But even the jovial Magnus admits that at times he battles the blues and a few of them are chronicled in his book. “It’s completely natural to find yourself or others around you down in the dumps and there’s no shame in that,” Magnus told me. “My message is we all have the power to break those bad cycles if we only set our minds to it.” In one example, Magnus washes away the bitter taste of waiting too long at the Department of Motor Vehicles by chasing it down with a sweet bargain at nearby Marshalls.
Magnus loves to write and it shows. But as with most things in his life, Magnus brought this book to us with a little help from his friends known as the Magnus Book Planning Committee (or the “MBPC”). In his book, the author thanks the MBPC for their encouragement, review and good suggestions from start to finish. MBPC members include B. Hanson, Helen Crosson, Michael Fairchild, Walter Kolos, Pam Sherlock and Terry Walton.
Interestingly, Magnus told me that his new book is based on F. Scott Fitzgerald’s The Great Gatsby. As I ponder to make the connection between Fitzgerald’s entertaining yet ultimately tragic Roaring Twenties saga and Magnus’ opus, Magnus opens my eyes once again. He reminds me, “Jay Gatsby lived each day of his life as if it were his last, and he was never judgmental of people.” It’s no surprise that Magnus is also a huge fan of Mitch Albom, author of numerous mood lifting and bestselling books. Albom’s breakthrough book, Tuesdays with Morrie,remained on the New York Times bestseller list for 205 weeks.

- _Records shown_
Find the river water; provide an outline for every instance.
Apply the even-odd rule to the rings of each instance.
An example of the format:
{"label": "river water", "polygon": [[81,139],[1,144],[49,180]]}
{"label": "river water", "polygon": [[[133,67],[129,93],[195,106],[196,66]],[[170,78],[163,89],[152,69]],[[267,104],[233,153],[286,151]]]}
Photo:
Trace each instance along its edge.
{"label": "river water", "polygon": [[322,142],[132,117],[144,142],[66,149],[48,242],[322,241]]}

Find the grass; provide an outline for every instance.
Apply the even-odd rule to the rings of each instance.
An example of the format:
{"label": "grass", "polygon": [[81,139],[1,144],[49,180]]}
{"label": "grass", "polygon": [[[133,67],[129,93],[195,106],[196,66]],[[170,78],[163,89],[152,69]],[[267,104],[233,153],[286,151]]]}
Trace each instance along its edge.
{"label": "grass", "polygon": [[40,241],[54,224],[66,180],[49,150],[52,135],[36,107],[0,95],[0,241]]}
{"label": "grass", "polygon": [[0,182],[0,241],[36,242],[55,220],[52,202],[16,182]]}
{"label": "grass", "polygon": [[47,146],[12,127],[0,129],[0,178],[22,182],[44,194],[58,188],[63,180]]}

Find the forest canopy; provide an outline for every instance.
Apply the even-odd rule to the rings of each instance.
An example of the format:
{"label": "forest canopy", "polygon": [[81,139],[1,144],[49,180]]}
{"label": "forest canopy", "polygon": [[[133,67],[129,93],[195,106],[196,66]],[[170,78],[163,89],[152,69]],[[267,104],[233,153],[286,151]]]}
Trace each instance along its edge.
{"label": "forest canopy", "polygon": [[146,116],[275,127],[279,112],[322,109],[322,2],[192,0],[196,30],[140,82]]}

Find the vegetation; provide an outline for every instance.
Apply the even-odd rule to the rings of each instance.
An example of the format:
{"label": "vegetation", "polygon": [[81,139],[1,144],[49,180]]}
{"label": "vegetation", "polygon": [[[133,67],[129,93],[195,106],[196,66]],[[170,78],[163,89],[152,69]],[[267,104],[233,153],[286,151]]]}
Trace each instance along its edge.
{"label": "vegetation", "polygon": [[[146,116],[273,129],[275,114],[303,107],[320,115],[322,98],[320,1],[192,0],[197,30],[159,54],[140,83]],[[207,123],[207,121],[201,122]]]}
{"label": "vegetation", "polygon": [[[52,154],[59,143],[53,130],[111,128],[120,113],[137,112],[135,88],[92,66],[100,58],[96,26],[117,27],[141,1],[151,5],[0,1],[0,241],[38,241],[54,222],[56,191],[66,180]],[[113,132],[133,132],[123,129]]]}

- _What is being asked_
Carry on with the article about Magnus and his book from the point where it ends.

- _Final answer_
So on fire with the release of his new book, Magnus is on a literary tear. His goal is to publish one book a year for the next ten years. He already knows the title of the next one will be Three O’Clock & All’s Well and it will feature vignettes associated with school aged children. After that, Magnus plans to write Gone to the Beach. And just like Five O’Clock & All’s Well, his next books will be available at his all-time favorite Huntington bookstore, Book Revue. For Magnus, this is the stuff of which dreams are made.
I have just received one of the very first copies of Magnus’ book. I am anxious to read it in between last minute Christmas shopping and holiday preparations. So off it goes with me to the nail salon where I now have one hand on the manicure table, and the other balancing Magnus’ book on my lap as I read. I am smiling as I learn about the grumpy waitress who wasn’t so grumpy after earning a big tip and how and why Magnus was Jewish for one day.
Suddenly, I am inspired. I realize that in all of the time I have been getting my manicure from Sandra, she rarely smiles. I look up a few times in an attempt to make eye contact and offer her a sincere smile. Sandra manages a half smile, but quickly returns to the important work of making my nails perfect for the holidays. She is a skilled and hard worker who deserves a good day. I am thinking to myself, now what would Magnus do?
And then it dawns to me. The answer is so simple! I offer Sandra a spectacular tip. As I hand the bill to Sandra the pleasure is all mine in watching the joy slowly register on her face that culminates in one of the most gracious smiles I have ever seen. She almost jumps across the manicure table to thank me. Sandra is happy because she’s had a good day.
But with the exhilaration I’m now feeling for having carried out a good deed, I know Sandra’s good day cannot possibly top mine.